WHAT TO WORK ON | Give the entries below as a numbered list, with the blank lines removed.

[Records from a point-labeling set]
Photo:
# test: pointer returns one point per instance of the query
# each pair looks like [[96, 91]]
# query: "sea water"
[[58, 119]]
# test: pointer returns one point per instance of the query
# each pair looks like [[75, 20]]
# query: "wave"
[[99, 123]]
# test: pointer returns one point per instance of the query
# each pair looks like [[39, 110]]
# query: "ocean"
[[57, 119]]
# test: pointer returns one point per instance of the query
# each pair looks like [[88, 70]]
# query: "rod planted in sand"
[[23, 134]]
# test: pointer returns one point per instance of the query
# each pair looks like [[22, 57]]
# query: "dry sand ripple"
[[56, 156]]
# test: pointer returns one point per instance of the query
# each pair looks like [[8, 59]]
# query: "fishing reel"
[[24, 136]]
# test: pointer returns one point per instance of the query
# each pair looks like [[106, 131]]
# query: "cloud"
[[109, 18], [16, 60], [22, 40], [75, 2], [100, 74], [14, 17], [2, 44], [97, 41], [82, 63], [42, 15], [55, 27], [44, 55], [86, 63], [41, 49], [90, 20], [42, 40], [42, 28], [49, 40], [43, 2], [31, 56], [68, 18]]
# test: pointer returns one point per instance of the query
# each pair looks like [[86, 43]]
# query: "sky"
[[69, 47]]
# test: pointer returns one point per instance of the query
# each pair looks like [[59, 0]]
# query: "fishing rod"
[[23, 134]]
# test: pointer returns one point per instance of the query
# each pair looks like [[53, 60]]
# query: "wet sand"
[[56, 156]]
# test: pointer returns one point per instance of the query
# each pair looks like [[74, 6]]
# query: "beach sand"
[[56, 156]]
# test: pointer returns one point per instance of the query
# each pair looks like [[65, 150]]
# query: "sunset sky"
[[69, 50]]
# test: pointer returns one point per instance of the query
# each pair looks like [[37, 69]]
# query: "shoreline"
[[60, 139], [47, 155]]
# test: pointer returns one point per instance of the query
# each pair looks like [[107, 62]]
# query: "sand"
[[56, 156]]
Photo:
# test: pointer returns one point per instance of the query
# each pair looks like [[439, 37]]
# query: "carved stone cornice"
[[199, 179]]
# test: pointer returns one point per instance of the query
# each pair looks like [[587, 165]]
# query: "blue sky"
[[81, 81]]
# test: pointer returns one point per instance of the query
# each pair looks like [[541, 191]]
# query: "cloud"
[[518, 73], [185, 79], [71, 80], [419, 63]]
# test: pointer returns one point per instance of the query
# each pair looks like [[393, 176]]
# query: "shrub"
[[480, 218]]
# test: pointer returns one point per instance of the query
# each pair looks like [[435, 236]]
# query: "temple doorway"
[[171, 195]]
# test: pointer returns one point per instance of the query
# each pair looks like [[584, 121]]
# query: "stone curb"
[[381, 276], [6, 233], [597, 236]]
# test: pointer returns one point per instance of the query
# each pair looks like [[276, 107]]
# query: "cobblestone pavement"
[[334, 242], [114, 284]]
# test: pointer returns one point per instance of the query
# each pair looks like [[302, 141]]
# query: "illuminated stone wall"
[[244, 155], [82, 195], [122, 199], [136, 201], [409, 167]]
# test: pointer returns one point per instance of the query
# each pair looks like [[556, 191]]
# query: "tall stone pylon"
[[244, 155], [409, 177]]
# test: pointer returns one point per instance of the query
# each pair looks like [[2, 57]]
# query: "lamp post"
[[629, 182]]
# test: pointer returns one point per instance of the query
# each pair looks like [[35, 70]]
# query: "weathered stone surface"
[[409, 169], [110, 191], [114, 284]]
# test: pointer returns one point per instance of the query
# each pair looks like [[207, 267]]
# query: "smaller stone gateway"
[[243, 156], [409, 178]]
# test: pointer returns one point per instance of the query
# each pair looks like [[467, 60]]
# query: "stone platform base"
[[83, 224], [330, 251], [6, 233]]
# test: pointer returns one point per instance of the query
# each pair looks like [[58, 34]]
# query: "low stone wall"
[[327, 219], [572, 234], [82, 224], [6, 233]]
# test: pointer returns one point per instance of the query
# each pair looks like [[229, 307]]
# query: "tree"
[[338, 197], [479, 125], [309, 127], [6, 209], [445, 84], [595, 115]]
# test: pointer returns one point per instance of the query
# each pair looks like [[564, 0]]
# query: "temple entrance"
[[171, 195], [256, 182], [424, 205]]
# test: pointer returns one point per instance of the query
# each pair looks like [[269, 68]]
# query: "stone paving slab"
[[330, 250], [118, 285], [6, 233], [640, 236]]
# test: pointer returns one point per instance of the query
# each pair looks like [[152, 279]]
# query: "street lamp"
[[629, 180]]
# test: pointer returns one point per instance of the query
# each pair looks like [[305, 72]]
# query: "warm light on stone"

FINISHED TASK |
1. Photo:
2. # test: pointer returns one point per instance of the query
3. # each pair looks like [[96, 91]]
4. # query: "sea water"
5. [[58, 119]]
6. # test: pointer returns one point per instance of the query
7. # each pair looks like [[75, 20]]
8. # query: "wave"
9. [[99, 123]]
10. # test: pointer returns one point per instance of the query
11. # each pair looks like [[39, 110]]
12. # query: "ocean"
13. [[57, 119]]
14. # test: pointer returns one point per instance of the query
15. # each pair looks like [[88, 70]]
16. # query: "rod planted in sand"
17. [[23, 134]]
18. # test: pointer returns one point per instance of the query
19. # each pair looks like [[22, 57]]
20. # query: "dry sand ripple"
21. [[56, 156]]
22. # test: pointer returns one point per instance of the query
23. # each pair looks like [[8, 59]]
24. # query: "fishing reel"
25. [[24, 136]]
26. # test: pointer returns one point per instance of the query
27. # each pair looks like [[106, 131]]
28. # query: "cloud"
29. [[109, 18], [16, 60], [22, 40], [75, 2], [100, 74], [14, 17], [2, 44], [97, 41], [82, 63], [42, 15], [55, 27], [44, 55], [86, 63], [41, 49], [90, 20], [42, 40], [42, 28], [49, 40], [43, 2], [31, 56], [68, 18]]
30. # test: pointer returns one point per instance of the query
31. # each pair looks like [[86, 43]]
32. # query: "sky"
33. [[69, 47]]
34. # test: pointer returns one point per instance of the query
35. # each pair looks like [[59, 0]]
36. # query: "fishing rod"
37. [[23, 134]]
38. # test: pointer returns one point per instance of the query
39. # each pair looks like [[53, 60]]
40. # query: "wet sand"
41. [[56, 156]]
42. # test: pointer returns one point per instance of the query
43. # each pair looks like [[74, 6]]
44. # query: "beach sand"
45. [[56, 156]]
46. # test: pointer returns one point per instance of the query
47. # each pair looks like [[65, 150]]
48. # query: "sunset sky"
49. [[69, 50]]
50. # test: pointer returns one point per instance of the query
51. # each pair looks like [[37, 69]]
52. # query: "shoreline"
53. [[60, 139], [47, 155]]
54. # test: pointer returns one point per instance of the query
55. # each pair looks like [[107, 62]]
56. # query: "sand"
57. [[56, 156]]
58. Photo:
59. # test: pointer returns one point per instance of the query
60. # each pair looks like [[439, 37]]
61. # query: "carved stone cornice"
62. [[199, 179]]
63. # test: pointer returns one point per instance of the query
64. # each pair looks like [[587, 165]]
65. # query: "blue sky"
66. [[81, 81]]
67. # test: pointer returns one point per instance of the query
68. # each pair looks like [[541, 191]]
69. # query: "cloud"
70. [[518, 73], [185, 79], [71, 80], [419, 63]]
71. # test: pointer returns one point per instance of the query
72. # each pair looks like [[393, 176]]
73. # query: "shrub"
74. [[480, 218]]
75. # test: pointer returns one point per instance of the query
76. # each pair looks like [[435, 236]]
77. # query: "temple doorway"
78. [[171, 195]]
79. # test: pointer returns one point per instance of the query
80. # each pair looks like [[584, 121]]
81. # query: "stone curb"
82. [[381, 276], [6, 233], [597, 236]]
83. # test: pointer returns one point per instance of the query
84. # each pair looks like [[276, 107]]
85. # query: "cobblestone pavement"
86. [[334, 242], [114, 284]]
87. # test: pointer returns one point per instance of the query
88. # each pair looks like [[302, 141]]
89. # query: "illuminated stone wall"
90. [[244, 155], [82, 195], [122, 199], [136, 201], [409, 167]]
91. # test: pointer returns one point per instance of the query
92. # each pair looks like [[556, 191]]
93. # query: "tall stone pylon"
94. [[244, 155], [409, 177]]
95. # test: pointer returns one point per instance of the query
96. # each pair looks like [[2, 57]]
97. # query: "lamp post"
98. [[629, 182]]
99. # test: pointer returns one point per instance of the query
100. # each pair looks like [[35, 70]]
101. # query: "weathered stone surface"
102. [[409, 169], [110, 191], [114, 284]]
103. # test: pointer returns one point per instance of the query
104. # each pair looks like [[207, 267]]
105. # query: "smaller stone gateway"
106. [[243, 156], [409, 178]]
107. # test: pointer returns one point per instance of the query
108. # each pair looks like [[467, 60]]
109. # query: "stone platform base"
110. [[83, 224], [330, 251], [6, 233]]
111. # test: pointer returns one point per instance of the query
112. # each pair looks like [[58, 34]]
113. # query: "low stone wall"
114. [[327, 219], [572, 234], [82, 224], [6, 233]]
115. # test: pointer returns one point per instance of the query
116. # each pair looks like [[229, 307]]
117. # query: "tree"
118. [[338, 197], [479, 125], [309, 127], [6, 209], [445, 84], [595, 115]]
119. # test: pointer returns one point per instance of the query
120. # each pair looks like [[564, 0]]
121. # query: "temple entrance"
122. [[171, 195], [256, 182], [424, 205]]
123. # test: pointer returns one point per instance of the query
124. # each pair looks like [[269, 68]]
125. # query: "stone paving slab"
126. [[330, 250], [118, 285], [6, 233], [640, 236]]
127. # test: pointer returns one point per instance of the query
128. # each pair looks like [[152, 279]]
129. # query: "street lamp"
130. [[629, 180]]
131. # test: pointer returns one point per instance of the query
132. # each pair looks like [[305, 72]]
133. # query: "warm light on stone"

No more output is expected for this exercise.